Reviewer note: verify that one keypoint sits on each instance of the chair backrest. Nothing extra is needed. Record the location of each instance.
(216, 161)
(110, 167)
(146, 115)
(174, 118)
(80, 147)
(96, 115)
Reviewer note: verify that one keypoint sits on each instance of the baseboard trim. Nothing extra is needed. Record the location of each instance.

## Task to carry out
The full listing must be copied exactly, every line included.

## Exercise response
Reviewer note: verify that one keypoint sits on each instance of the chair backrest. Nothing extra is needed. Record the location of each instance.
(216, 161)
(110, 167)
(146, 115)
(174, 118)
(80, 147)
(96, 115)
Reviewer note: verify that one keypoint sits on each instance of the baseboard trim. Nothing extra is needed. Record the location of each instance.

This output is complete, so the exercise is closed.